Stored dataset rows

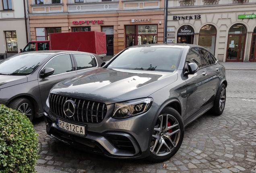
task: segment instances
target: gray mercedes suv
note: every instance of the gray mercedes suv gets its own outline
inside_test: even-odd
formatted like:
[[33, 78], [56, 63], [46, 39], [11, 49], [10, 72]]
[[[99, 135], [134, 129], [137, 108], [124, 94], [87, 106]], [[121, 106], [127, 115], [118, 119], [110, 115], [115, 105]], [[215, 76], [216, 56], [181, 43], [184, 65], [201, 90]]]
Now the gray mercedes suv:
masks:
[[102, 68], [55, 85], [44, 107], [48, 135], [111, 157], [161, 162], [178, 151], [184, 127], [221, 115], [225, 70], [198, 45], [124, 49]]

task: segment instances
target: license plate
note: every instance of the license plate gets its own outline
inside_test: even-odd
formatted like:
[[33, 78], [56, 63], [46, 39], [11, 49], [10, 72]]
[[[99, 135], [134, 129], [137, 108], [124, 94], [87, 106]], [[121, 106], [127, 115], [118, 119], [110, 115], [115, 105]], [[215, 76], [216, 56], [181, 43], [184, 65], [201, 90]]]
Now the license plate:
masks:
[[71, 133], [85, 136], [85, 127], [63, 121], [57, 119], [57, 126], [62, 130]]

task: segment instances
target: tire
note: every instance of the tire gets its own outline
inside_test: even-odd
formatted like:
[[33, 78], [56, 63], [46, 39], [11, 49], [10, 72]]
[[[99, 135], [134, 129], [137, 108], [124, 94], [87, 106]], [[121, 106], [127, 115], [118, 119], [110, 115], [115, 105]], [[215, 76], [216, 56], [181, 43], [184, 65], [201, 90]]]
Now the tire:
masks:
[[150, 139], [150, 155], [147, 159], [156, 163], [165, 161], [177, 153], [182, 143], [183, 121], [175, 109], [167, 107], [161, 111], [152, 128], [154, 129]]
[[216, 96], [214, 100], [213, 112], [216, 115], [220, 115], [223, 113], [226, 103], [226, 86], [224, 84], [218, 89]]
[[25, 115], [32, 122], [35, 115], [35, 109], [31, 102], [27, 99], [22, 98], [14, 100], [10, 104], [9, 107], [16, 110]]

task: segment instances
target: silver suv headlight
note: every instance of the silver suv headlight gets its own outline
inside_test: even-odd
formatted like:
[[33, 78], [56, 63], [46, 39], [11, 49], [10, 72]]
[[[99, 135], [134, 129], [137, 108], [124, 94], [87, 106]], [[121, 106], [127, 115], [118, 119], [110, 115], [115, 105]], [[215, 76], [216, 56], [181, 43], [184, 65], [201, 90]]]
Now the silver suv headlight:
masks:
[[141, 114], [149, 110], [153, 102], [152, 98], [147, 98], [116, 103], [112, 117], [122, 119]]

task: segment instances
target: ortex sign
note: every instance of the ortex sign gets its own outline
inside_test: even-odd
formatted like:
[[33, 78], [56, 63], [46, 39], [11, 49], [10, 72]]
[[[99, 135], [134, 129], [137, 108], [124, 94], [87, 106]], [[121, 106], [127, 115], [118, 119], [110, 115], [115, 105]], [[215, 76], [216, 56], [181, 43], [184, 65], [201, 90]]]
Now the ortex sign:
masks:
[[95, 24], [97, 23], [98, 24], [103, 24], [103, 20], [85, 20], [85, 21], [73, 21], [72, 23], [74, 24], [82, 24], [84, 23], [86, 23], [87, 24], [89, 24], [89, 23], [91, 22], [93, 24]]
[[256, 17], [256, 15], [254, 14], [246, 15], [238, 15], [238, 18], [254, 18]]

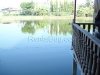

• Problem description:
Please write out the rows again from the start through the line containing "107], [16, 110]]", both ends included, with every coordinate in the outline answers shifted up by 122 and the requests and format samples left unchanged. Leave the pictures out.

• Task answer:
task: segment instances
target: gray mercedes suv
note: every instance of the gray mercedes suv gets its own outline
inside_test: even-odd
formatted like:
[[33, 78], [56, 63], [46, 39], [11, 49], [10, 72]]
[[[99, 135], [134, 129], [137, 108], [124, 94], [87, 106]], [[121, 106], [127, 115], [118, 119], [110, 115], [115, 105]], [[215, 76], [216, 56], [181, 43], [184, 65], [201, 90]]]
Now the gray mercedes suv:
masks:
[[224, 190], [177, 207], [166, 229], [170, 257], [233, 279], [283, 284], [300, 273], [306, 249], [343, 237], [347, 192], [320, 167], [246, 171]]

task: segment instances
target: license plate
note: every instance of the license plate gets its own outline
inside_test: even-odd
formatted like:
[[33, 78], [56, 63], [46, 39], [11, 49], [10, 72]]
[[[99, 135], [134, 129], [137, 108], [124, 94], [87, 106]], [[121, 106], [127, 115], [118, 119], [110, 115], [115, 105]], [[215, 76], [216, 56], [181, 43], [184, 65], [201, 90]]]
Now the license plate:
masks:
[[193, 255], [207, 258], [207, 249], [185, 243], [179, 241], [179, 248], [184, 252]]

task: segment instances
target: tire
note: every instance of the tire gets its own outline
inside_test: even-odd
formatted like:
[[33, 78], [56, 63], [46, 39], [11, 49], [10, 72]]
[[[99, 135], [134, 129], [137, 108], [124, 94], [87, 106]], [[121, 106], [127, 115], [118, 119], [110, 115], [115, 105]], [[215, 76], [216, 56], [181, 43], [184, 65], [201, 90]]]
Now the tire:
masks:
[[272, 261], [272, 277], [269, 281], [278, 285], [287, 283], [299, 275], [304, 265], [305, 243], [297, 231], [289, 229], [283, 233], [274, 250], [276, 251]]
[[338, 218], [336, 222], [335, 234], [338, 237], [342, 237], [345, 235], [348, 225], [348, 208], [346, 206], [340, 211]]
[[147, 237], [154, 244], [157, 237], [157, 231], [153, 224], [149, 221], [144, 220], [136, 222], [132, 226], [131, 229], [138, 232]]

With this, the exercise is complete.